=== Задание 1 ===
Переведите, пожалуйста, на английский язык предложение из рецензии на спектакль «Князь», приведенной ниже: «У меня к спектаклю Богомолова сплошные вопросы, ответов почти нет».
=== Задание 2 ===
Дайте продолжение рецензии на спектакль «Князь» в «Ленкоме», начиная сразу после ее последней фразы.

=== Текст рецензии ===
+===+
20 апреля 2016Театр
186

Эффект Ребиндера

Алена Солнцева о «Князе» Константина Богомолова в «Ленкоме»

текст: Алена Солнцева
Detailed_picture© Михаил Метцель / ТАСС

Выпущенный на минувших выходных в столичном «Ленкоме» новый спектакль Константина Богомолова за считанные дни успел взорвать театральное сообщество и стать самой обсуждаемой премьерой нынешнего сезона. COLTA.RU представляет вниманию читателей две проекции «Князя» — Алены Солнцевой и Андрея Пронина.

У меня к спектаклю Богомолова сплошные вопросы, ответов почти нет. Ну разве что к названию вопросов нет: «Князь» — это не «Идиот», однозначно.

Вопрос первый. Кто герой спектакля?

Князь Тьмышкин, которого сыграл сам режиссер, Константин Богомолов (или, лучше сказать, не сыграл, а представил), с иронической отстраненностью, — не блаженный нищий духом, тут явлено травестированное зло с уменьшительным суффиксом. Впрочем, Тьмышкина можно трактовать как угодно, спектакль позволяет. Умный, образованный человек способен накрутить километры смыслов. В начале спектакля, в первых двух сценах (разговор с Фердыщенко и встреча с генералом Епанчиным), артист Богомолов очень обаятелен, его герой, князь Лев Мышкин, приехавший из Швейцарии, наивен и умен, спокоен и открыт. Но титр сообщает: «Князь Тьмышкин приехал из Трансильвании». «И че?»
+===+
=== Записанные данные ===

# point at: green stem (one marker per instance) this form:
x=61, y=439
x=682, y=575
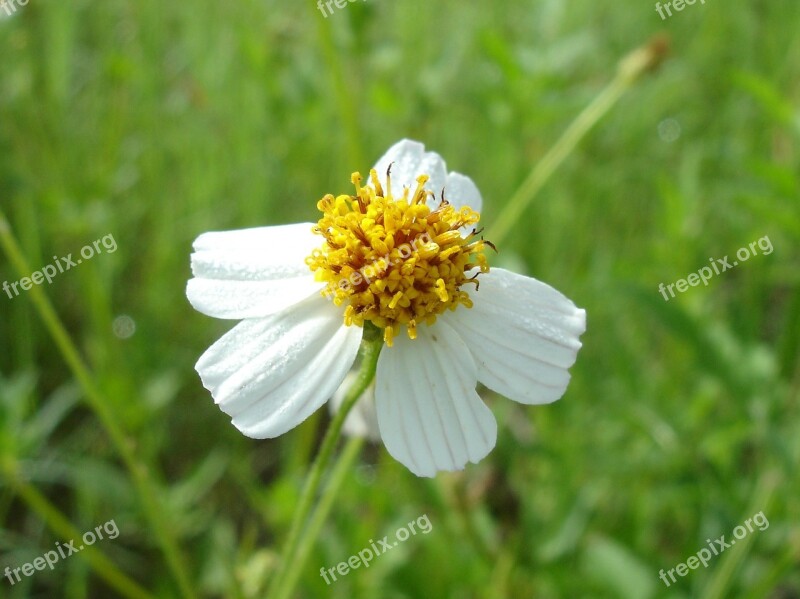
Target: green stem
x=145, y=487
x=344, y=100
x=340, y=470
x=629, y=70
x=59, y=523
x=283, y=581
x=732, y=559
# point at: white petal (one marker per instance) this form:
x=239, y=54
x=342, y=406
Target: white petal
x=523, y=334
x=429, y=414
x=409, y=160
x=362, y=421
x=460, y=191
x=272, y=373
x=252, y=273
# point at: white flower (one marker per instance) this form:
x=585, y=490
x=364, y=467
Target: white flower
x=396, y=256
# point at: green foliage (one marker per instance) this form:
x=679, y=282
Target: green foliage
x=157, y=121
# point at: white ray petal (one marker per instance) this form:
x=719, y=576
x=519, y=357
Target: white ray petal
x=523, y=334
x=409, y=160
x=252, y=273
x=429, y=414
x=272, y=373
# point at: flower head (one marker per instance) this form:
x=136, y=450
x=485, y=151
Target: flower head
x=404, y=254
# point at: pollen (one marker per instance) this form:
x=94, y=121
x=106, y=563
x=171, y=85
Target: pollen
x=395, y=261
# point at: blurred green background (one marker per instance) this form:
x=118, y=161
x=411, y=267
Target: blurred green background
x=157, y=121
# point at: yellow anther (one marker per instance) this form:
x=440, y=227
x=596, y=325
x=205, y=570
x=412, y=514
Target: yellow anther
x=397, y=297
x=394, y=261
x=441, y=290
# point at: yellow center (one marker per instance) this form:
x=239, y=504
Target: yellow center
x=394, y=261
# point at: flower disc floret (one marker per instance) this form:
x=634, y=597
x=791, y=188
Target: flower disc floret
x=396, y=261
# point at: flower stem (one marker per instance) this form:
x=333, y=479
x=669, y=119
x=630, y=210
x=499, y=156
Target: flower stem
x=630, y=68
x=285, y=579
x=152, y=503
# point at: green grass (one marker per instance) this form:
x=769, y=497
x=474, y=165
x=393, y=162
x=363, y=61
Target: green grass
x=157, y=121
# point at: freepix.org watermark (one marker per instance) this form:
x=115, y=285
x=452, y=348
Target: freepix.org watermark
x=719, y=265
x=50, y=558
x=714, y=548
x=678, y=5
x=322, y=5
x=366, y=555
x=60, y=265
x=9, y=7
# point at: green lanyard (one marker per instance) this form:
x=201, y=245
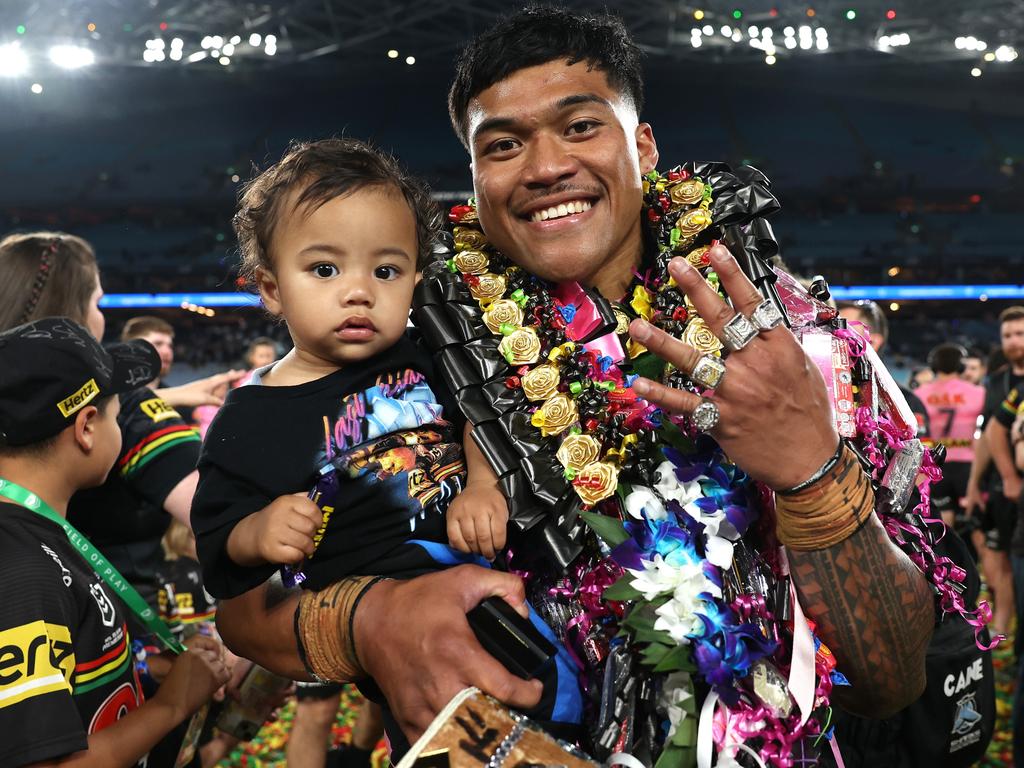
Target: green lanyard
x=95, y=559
+===+
=== Итоговый ответ 1 ===
I have nothing but questions about Bogomolov's production, and almost no answers.

=== Итоговый ответ 2 ===
А вы не верьте текстам, они врут. Все врут. Князь Мышкин в конце концов окажется князем Ставрогиным, потому что тут, в некоем неизвестном месте, куда приехал из прекрасного далека Мышкин-Тьмышкин, человек неизбежно оскотинивается, мельчает, превращается в беса, бесенка, мелкого беса… Много цитат из Достоевского использует Богомолов, но нет одного важного источника — про самопрезентацию местной социальной сущности. «Бобок» называется.

Вопрос второй. Что за текст?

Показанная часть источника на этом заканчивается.